**Page extract:**
<<<<

# How do you pick your new foal's registered name? (Help a gal out?)



## Brendagun (Nov 17, 2012)

How do you personally pick a name? Based on color, markings, pedigree, or other outside factors? I'm expecting a foal in late March and have no clue what to name him/her. I know most people just mash together registry names, but somehow they come out so cute and clever- which I'm neither. :? The sire's name is Boogie Got Colonel Cash (Cash in a Dash x Colonel Hoke), and the dam's name is something like Ginger Pudden (I'm having a loss of memory). I can't think of anything clever, though. So far these are the notes I have:

Cash in for Ginger
Won Hot Number
Boogie Pie
Pudden is no Hokes 
Pudden on the Boogie

Some synonyms: buck, dough, pay
zing, penny, boogie, dance, shimmy, skip, jive, prance


----------



## KodasSlvrWings (Feb 5, 2014)

I just made both of my horse's names up 
Annie's Shootn' Mayfire 

Lakota's Silver Wings

My sister in laws qh is Ray Quick Cutter, her father was something Cutter and her mother was something Quick. I really like Cash in for Ginger!


----------



## JCnGrace (Apr 28, 2013)

I figured out what I wanted to call them first and then added some lineage names. This usually happened after they were born and I could see what their personality lent to their name. For example:

Mare was Foxys Good Gal by a stallion named Cash is Goodnuff, Sire=Painted Thunder Cloud

When the foal was born it was a colt and he was always running, I don't think he knew how to walk. Thus the name Flash was what he was dubbed with. Registered name Thunders Flashin Cash


----------



## PaintHorseMares (Apr 19, 2008)

We always pick names based on the lineage. If you plan to use a famous ancestor in the name, though, do some research with the registry and have other choices ready as your first choice may be used or too close to an existing name, e.g. we have mother/daughter "Impressive" line mares and it is almost impossible to come up with a foal name that is acceptable that includes anything similar to Impressive.

>>>>

**Provided material:**
<<<<

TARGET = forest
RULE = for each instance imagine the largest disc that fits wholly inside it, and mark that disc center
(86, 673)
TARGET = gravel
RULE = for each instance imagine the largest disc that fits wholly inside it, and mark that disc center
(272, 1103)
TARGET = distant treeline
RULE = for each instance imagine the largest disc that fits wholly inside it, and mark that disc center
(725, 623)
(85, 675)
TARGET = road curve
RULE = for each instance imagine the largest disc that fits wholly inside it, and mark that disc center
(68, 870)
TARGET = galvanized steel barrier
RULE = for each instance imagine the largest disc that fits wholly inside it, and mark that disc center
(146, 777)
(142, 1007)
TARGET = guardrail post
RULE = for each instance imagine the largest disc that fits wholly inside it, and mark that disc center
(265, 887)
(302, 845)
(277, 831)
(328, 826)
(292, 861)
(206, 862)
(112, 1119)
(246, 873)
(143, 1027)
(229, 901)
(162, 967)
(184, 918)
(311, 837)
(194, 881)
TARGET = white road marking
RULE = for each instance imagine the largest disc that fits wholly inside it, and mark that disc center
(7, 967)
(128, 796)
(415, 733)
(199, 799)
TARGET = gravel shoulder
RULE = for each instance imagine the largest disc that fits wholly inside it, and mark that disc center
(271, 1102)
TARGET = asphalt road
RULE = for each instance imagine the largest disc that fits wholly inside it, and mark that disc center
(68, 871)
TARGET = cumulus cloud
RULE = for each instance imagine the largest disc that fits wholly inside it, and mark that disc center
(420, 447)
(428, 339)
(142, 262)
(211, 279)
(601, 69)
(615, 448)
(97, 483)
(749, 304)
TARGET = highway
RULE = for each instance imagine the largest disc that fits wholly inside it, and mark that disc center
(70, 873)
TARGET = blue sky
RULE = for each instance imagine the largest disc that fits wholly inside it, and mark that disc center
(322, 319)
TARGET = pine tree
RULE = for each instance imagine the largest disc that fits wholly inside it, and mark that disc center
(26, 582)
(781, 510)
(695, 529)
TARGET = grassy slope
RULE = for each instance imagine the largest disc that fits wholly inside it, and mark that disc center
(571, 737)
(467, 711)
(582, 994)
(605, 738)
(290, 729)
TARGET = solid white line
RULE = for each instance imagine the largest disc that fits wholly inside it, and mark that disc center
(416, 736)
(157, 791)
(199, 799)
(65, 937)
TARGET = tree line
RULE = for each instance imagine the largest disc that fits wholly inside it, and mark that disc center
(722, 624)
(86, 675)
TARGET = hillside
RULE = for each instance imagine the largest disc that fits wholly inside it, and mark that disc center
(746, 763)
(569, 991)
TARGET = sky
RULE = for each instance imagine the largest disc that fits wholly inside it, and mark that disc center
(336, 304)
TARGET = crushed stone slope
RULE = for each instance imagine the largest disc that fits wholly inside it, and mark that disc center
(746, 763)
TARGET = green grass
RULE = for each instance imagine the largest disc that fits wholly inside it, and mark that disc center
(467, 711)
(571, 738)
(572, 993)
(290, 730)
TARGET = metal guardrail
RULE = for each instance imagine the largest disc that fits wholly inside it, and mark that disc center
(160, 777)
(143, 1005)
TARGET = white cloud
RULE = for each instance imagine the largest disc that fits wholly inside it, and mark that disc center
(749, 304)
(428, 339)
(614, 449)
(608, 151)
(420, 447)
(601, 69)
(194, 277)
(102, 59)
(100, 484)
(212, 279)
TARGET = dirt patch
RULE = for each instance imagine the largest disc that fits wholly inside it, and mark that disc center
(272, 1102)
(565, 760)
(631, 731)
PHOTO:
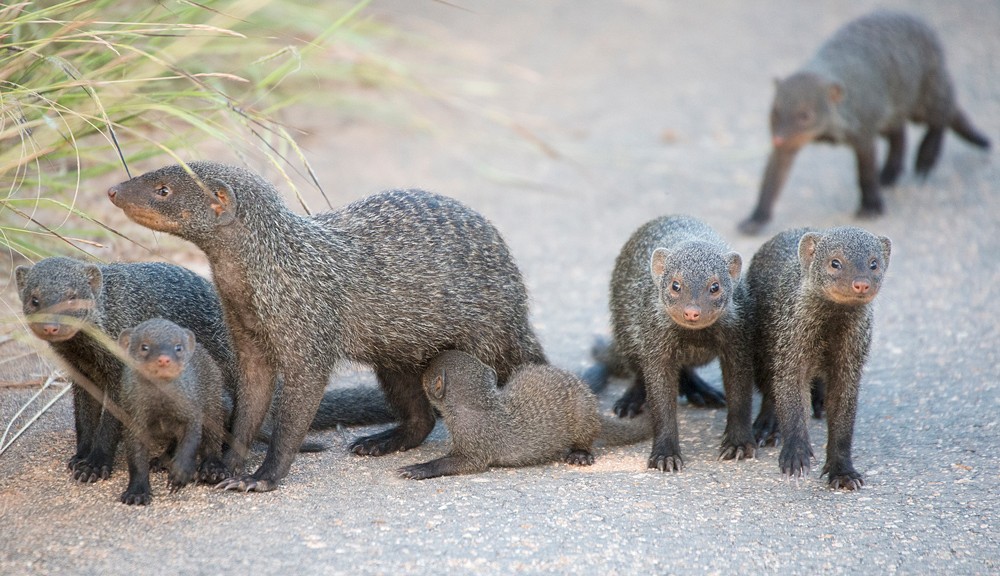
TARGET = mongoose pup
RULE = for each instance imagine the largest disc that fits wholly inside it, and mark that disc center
(541, 414)
(388, 281)
(172, 390)
(811, 295)
(81, 308)
(676, 303)
(873, 75)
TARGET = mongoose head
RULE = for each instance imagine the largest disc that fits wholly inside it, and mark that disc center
(803, 106)
(845, 264)
(197, 202)
(455, 368)
(158, 348)
(695, 282)
(58, 296)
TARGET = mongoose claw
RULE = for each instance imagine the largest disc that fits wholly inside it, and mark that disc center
(246, 484)
(663, 463)
(846, 478)
(580, 458)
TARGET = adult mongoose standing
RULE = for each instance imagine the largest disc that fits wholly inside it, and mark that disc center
(80, 309)
(173, 393)
(389, 281)
(811, 295)
(868, 79)
(541, 414)
(676, 303)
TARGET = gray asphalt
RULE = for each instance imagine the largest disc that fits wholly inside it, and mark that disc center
(569, 124)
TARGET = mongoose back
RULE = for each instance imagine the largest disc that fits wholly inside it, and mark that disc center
(388, 281)
(172, 390)
(81, 308)
(541, 414)
(811, 295)
(676, 304)
(868, 79)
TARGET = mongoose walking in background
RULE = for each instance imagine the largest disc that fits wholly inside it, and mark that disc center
(81, 308)
(676, 299)
(868, 79)
(172, 390)
(812, 318)
(388, 281)
(541, 414)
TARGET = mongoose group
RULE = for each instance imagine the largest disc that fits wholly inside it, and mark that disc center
(425, 291)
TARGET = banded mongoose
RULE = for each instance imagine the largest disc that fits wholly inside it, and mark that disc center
(541, 414)
(80, 309)
(388, 281)
(173, 393)
(868, 79)
(676, 303)
(811, 295)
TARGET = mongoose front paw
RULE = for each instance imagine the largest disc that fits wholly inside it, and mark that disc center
(580, 458)
(666, 463)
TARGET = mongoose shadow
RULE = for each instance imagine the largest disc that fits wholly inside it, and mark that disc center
(811, 312)
(676, 300)
(172, 390)
(81, 308)
(388, 281)
(867, 80)
(542, 414)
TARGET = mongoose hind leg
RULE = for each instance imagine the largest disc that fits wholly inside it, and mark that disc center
(406, 396)
(449, 465)
(929, 151)
(894, 161)
(871, 197)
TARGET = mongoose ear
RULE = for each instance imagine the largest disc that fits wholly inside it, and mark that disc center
(807, 248)
(886, 248)
(21, 276)
(735, 263)
(125, 338)
(94, 277)
(658, 264)
(223, 202)
(835, 92)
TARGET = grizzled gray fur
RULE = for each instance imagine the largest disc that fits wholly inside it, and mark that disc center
(70, 304)
(541, 414)
(172, 391)
(676, 303)
(811, 295)
(868, 79)
(389, 281)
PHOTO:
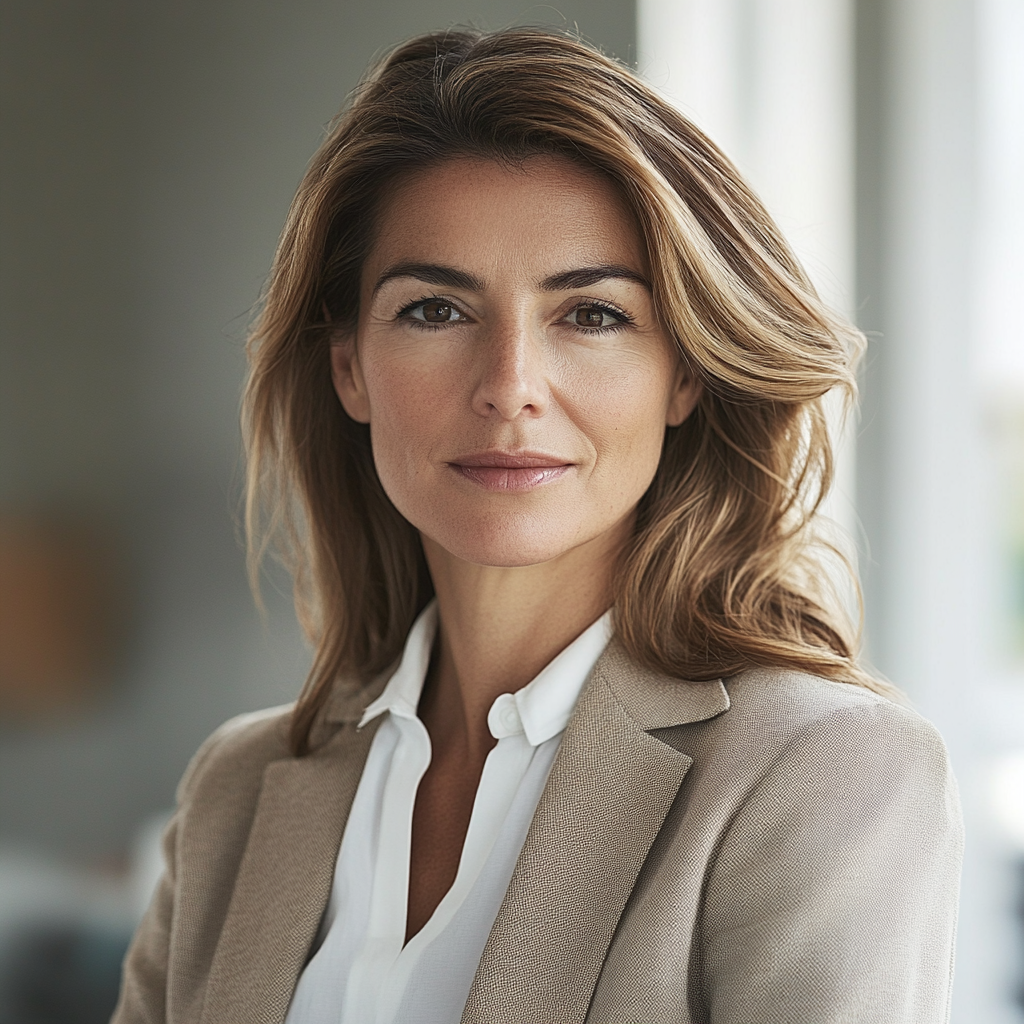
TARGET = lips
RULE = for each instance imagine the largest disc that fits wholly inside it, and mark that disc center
(510, 471)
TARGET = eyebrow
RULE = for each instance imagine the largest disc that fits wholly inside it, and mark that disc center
(587, 275)
(430, 273)
(450, 276)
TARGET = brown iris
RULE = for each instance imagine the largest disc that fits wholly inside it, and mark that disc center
(436, 311)
(590, 316)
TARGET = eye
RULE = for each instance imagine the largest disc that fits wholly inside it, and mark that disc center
(593, 316)
(432, 311)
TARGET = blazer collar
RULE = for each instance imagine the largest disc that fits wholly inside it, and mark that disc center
(609, 791)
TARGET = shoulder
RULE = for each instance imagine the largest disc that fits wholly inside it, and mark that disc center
(784, 709)
(835, 743)
(235, 756)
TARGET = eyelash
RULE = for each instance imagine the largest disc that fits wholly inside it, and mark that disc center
(624, 318)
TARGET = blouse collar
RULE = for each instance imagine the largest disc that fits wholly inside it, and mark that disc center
(540, 710)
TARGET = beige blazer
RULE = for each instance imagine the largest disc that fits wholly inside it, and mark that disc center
(770, 848)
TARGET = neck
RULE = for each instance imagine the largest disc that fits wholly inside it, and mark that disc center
(499, 627)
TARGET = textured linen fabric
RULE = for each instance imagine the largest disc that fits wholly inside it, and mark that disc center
(364, 972)
(768, 848)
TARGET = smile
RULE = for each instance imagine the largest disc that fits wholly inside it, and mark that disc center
(510, 472)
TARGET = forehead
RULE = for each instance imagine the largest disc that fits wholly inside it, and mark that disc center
(541, 216)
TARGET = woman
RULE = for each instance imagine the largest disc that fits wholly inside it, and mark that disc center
(536, 408)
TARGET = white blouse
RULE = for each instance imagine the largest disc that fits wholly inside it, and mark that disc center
(363, 972)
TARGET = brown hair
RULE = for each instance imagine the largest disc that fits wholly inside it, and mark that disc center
(723, 570)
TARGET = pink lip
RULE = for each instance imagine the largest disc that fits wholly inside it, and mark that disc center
(510, 470)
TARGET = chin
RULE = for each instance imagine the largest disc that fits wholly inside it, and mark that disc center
(507, 543)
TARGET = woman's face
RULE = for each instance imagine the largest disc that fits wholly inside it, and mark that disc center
(510, 361)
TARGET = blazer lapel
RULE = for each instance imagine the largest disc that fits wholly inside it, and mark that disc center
(284, 880)
(607, 796)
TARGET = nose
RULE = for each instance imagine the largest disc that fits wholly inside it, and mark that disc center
(511, 372)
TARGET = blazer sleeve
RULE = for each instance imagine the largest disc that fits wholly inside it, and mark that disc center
(143, 979)
(834, 894)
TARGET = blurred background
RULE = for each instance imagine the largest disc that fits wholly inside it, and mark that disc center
(147, 156)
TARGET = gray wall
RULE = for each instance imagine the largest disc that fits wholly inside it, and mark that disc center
(150, 154)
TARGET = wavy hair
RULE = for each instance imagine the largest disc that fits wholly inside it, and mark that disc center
(724, 569)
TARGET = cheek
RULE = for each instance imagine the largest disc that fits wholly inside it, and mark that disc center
(408, 407)
(624, 413)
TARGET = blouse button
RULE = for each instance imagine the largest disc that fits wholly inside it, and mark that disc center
(504, 717)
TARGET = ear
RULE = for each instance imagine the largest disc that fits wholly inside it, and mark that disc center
(346, 376)
(685, 395)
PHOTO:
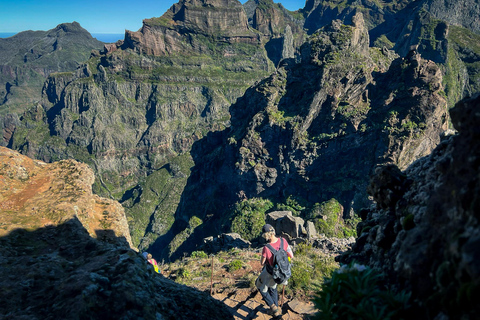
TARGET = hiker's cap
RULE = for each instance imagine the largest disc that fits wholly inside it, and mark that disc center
(267, 228)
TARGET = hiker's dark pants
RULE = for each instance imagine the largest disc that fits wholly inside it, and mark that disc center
(271, 296)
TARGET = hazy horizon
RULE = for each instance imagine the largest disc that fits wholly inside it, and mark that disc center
(97, 17)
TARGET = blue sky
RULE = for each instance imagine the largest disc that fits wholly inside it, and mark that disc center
(100, 16)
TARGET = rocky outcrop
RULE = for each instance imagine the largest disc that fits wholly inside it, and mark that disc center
(286, 143)
(166, 123)
(27, 58)
(178, 29)
(424, 231)
(35, 194)
(60, 272)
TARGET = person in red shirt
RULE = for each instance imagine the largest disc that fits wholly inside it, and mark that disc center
(265, 283)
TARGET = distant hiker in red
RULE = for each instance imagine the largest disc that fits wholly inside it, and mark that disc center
(153, 262)
(276, 256)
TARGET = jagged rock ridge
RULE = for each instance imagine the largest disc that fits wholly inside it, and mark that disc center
(424, 230)
(287, 130)
(130, 114)
(62, 273)
(27, 58)
(35, 194)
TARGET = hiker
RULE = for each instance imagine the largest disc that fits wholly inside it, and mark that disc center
(153, 262)
(265, 282)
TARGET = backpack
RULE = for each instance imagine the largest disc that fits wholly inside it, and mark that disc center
(281, 269)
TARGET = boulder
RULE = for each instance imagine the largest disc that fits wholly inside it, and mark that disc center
(224, 242)
(285, 223)
(311, 231)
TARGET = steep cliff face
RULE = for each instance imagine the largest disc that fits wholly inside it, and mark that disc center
(27, 59)
(424, 230)
(60, 272)
(35, 194)
(167, 122)
(315, 130)
(422, 24)
(130, 114)
(178, 29)
(281, 30)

>>>>

**What is expected:** Continue the forum thread about choosing a foal's registered name, starting after its last post.

**Answer to the task:**
_Posted via Mobile Device_


----------



## rookie (May 14, 2012)

I agree we usually go with sire or dam's name and/or named after something with significance to us. My mare is Bert Flurry after a family friend who gave us the dam. For a while we were drawing on Irish heritage so we have some gaelic names and references to Ireland. 

Ginger Snap Cash is all I have


----------



## Brendagun (Nov 17, 2012)

The AQHA has a foal name search for future entries that shows already taken names. I didn't know they couldn't be similar? I saw instructions for naming on the site that included changing the spelling. This is my first time with a new foal, though. I heard you submit three names in case one can't be used?

I like the Ginger Snap idea! So far my favorite is Pudden on the Boogie, but I'll change my mind a million times.


----------



## SunnyDraco (Dec 8, 2011)

The purpose of the 3 name choices when submitting registration is so multiple horses are not registered with the exact name with the same spelling. Causes all sorts of problems when searching horses, progeny, accomplishments, and ownership 
_Posted via Mobile Device_


----------



## PaintHorseMares (Apr 19, 2008)

The AQHA allows you to pick 6 names (up to 20 characters) on the registration form. You can change the spelling of names, but they will not accept a name if it _sounds too similar_ to an existing name as they could create confusion, so the name search only gets you so far. Also, if none of your names are accepted for some reason, you can specify if you want the AQHA to pick a name for you or reject the application. If you really like a certain name, the best thing to do is call the AQHA and talk to the registration group. They can tell you if the name is acceptable or not.


----------



## Saddlebag (Jan 17, 2011)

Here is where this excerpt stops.